▸ EXERCISE BRIEF
Go through the data and report how many lines include the word "barbell", giving only the number.

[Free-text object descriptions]

▬▬▬

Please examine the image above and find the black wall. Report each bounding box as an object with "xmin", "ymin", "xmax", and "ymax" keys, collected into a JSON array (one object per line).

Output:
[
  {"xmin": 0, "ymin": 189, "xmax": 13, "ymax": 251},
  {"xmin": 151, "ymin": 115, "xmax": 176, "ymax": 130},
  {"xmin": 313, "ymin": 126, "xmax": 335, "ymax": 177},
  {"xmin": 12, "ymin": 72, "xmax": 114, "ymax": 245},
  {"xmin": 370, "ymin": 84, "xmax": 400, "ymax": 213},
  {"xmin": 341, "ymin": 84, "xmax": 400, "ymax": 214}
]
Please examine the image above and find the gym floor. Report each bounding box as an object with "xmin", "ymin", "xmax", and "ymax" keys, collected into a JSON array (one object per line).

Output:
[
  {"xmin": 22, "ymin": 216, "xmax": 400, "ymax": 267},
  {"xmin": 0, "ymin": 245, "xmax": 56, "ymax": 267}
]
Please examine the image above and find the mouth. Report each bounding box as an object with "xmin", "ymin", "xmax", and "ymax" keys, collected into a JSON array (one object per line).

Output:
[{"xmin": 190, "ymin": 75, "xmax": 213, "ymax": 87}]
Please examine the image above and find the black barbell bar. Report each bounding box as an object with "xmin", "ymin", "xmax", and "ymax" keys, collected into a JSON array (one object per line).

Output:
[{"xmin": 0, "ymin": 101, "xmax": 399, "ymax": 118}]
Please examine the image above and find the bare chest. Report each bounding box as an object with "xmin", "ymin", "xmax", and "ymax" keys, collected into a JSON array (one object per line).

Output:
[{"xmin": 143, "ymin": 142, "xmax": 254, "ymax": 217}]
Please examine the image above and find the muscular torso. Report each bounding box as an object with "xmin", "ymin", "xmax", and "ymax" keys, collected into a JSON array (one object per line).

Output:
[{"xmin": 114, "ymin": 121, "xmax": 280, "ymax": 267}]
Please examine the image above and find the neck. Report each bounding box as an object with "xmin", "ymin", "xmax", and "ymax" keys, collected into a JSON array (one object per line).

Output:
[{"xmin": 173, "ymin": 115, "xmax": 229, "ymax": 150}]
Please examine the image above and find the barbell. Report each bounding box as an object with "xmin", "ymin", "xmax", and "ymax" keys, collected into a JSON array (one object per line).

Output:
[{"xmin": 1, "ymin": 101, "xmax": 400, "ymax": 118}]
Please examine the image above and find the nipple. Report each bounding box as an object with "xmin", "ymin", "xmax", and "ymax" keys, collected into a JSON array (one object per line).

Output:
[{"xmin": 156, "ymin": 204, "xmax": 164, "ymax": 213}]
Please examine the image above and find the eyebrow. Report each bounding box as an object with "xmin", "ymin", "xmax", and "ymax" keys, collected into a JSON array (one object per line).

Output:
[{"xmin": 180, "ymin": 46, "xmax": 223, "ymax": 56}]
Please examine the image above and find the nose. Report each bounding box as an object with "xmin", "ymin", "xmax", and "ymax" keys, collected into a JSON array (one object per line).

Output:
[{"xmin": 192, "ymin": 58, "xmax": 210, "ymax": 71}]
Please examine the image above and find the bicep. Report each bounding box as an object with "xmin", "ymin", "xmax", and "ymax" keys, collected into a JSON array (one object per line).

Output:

▬▬▬

▸ WRITTEN REPLY
2